◆ TASK INSTRUCTIONS:
Write out exactly the lines from the one containing "Set-play tagging: locate each instance of the black" through the last line of the records below, including both.

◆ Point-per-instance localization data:
━━━━━━
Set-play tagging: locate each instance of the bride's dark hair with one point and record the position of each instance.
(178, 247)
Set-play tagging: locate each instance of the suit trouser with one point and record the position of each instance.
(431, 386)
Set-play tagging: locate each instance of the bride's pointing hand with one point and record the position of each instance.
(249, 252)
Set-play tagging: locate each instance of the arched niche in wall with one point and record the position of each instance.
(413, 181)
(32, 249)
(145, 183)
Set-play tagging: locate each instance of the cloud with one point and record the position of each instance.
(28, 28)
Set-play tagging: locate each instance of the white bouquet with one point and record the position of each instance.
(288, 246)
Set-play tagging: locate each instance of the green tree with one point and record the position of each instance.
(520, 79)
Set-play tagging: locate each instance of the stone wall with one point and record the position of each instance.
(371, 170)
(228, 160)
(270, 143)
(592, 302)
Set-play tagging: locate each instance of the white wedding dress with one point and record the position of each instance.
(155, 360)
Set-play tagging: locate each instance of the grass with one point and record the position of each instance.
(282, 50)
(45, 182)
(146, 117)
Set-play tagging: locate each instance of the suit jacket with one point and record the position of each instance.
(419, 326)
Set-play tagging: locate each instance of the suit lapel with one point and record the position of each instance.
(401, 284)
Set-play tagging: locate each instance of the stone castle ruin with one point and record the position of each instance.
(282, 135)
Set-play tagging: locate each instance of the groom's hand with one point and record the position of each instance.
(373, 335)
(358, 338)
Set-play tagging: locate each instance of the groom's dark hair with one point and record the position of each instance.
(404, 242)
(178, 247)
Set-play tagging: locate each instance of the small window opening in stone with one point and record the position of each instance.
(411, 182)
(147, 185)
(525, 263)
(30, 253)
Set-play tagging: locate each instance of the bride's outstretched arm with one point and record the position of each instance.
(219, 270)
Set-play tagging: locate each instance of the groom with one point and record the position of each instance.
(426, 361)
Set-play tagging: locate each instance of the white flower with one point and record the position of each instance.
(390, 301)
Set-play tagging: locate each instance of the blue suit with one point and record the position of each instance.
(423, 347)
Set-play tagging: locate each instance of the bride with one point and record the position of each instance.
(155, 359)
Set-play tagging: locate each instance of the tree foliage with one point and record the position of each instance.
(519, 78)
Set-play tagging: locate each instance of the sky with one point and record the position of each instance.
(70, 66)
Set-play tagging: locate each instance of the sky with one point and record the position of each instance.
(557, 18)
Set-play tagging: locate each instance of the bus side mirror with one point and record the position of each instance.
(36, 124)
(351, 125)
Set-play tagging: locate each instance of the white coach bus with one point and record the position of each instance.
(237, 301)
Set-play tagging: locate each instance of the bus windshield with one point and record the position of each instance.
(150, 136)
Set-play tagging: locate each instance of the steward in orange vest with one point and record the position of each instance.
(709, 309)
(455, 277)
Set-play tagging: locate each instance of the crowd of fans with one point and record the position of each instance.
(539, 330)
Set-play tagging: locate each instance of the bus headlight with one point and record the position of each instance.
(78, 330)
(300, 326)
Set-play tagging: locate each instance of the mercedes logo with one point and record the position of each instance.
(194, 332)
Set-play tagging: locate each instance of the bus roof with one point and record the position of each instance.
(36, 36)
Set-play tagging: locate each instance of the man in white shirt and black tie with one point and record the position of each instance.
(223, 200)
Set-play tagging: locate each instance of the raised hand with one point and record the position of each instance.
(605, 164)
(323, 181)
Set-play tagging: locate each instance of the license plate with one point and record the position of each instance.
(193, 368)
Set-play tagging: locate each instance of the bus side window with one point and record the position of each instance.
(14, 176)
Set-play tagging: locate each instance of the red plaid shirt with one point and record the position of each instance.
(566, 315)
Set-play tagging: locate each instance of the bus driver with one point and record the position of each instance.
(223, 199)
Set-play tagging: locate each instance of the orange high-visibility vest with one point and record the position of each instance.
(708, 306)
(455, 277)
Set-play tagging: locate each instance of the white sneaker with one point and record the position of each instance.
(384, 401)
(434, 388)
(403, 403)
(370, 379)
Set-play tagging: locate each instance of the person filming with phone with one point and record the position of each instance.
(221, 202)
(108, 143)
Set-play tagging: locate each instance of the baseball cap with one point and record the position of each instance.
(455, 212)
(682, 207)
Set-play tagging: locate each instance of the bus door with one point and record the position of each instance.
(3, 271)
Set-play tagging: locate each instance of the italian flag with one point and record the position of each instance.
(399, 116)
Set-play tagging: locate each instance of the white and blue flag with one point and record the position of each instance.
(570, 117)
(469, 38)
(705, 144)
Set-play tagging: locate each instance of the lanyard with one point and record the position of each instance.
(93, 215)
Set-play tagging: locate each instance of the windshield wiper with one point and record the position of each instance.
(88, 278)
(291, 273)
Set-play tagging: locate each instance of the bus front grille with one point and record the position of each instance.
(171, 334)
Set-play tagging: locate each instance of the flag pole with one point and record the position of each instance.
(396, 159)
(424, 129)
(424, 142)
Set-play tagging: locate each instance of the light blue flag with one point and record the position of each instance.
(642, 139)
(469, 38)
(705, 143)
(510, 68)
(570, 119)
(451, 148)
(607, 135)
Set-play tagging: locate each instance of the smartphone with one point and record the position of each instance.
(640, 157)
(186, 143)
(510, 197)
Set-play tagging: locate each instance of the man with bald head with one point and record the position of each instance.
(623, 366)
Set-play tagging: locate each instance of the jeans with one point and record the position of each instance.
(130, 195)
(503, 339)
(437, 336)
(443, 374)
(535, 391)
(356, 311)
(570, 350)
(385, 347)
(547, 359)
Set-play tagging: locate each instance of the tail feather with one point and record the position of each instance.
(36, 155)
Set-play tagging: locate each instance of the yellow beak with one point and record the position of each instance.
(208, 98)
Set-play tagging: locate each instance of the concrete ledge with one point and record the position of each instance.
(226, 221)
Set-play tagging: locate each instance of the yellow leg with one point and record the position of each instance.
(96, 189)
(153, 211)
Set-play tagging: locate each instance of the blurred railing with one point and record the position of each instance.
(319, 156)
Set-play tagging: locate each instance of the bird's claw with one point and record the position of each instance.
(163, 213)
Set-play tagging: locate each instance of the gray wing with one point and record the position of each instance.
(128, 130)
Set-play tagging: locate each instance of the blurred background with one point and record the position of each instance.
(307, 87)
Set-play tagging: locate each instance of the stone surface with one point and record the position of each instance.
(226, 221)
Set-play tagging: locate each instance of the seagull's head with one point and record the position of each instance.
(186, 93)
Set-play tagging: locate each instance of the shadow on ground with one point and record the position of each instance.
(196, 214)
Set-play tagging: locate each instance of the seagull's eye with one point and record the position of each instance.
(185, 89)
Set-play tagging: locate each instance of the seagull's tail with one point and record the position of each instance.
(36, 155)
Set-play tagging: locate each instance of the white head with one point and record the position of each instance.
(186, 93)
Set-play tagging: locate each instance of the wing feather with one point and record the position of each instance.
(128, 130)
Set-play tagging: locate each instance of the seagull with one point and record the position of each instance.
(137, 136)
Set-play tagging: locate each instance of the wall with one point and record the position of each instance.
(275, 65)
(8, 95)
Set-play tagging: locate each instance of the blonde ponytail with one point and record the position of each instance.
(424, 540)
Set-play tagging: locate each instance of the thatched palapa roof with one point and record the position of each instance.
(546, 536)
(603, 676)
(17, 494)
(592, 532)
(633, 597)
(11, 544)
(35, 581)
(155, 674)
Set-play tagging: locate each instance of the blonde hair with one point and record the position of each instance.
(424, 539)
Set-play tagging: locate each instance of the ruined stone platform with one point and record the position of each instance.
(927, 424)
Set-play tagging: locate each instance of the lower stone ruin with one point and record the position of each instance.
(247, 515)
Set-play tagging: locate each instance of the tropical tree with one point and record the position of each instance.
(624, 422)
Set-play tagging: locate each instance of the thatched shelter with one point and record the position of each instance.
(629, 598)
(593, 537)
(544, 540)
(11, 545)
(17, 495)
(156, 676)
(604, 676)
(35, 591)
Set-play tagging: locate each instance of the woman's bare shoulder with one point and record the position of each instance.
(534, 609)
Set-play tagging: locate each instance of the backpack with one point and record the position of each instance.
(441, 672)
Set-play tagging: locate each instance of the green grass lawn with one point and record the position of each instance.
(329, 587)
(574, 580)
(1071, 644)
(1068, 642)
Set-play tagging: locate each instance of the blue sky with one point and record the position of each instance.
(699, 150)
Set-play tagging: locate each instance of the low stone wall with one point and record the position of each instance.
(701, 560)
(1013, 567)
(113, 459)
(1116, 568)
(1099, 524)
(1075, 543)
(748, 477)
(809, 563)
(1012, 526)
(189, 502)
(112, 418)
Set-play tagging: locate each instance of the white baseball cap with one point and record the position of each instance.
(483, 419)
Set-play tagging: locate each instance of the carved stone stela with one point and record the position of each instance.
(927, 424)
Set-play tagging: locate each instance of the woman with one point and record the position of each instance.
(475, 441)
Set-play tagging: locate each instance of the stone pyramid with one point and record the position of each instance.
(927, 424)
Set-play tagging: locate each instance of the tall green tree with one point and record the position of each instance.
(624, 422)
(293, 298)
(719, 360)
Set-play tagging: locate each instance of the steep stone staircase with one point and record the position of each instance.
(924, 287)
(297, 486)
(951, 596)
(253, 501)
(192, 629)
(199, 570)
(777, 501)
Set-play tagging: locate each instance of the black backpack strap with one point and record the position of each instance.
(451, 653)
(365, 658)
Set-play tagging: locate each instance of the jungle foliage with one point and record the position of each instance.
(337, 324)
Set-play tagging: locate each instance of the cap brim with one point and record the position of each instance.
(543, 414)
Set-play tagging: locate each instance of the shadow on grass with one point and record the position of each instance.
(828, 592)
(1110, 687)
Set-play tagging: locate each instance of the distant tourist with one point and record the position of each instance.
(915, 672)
━━━━━━
◆ WRITTEN REPLY:
Set-play tagging: locate each instance of the black backpack strap with one point and record the position of each instance.
(451, 653)
(365, 658)
Set-play tagging: locate each instance of the jungle foliage with one point and record the position of each instance.
(337, 324)
Set-play tagging: locate each instance of the cap brim with one point and record the position of each instance.
(543, 414)
Set-play tagging: locate each instance of the shadow on grass with one point and record the position of each instance.
(828, 592)
(1110, 687)
Set-play tagging: locate each instance of the distant tourist with one point and record the position of each instance.
(915, 672)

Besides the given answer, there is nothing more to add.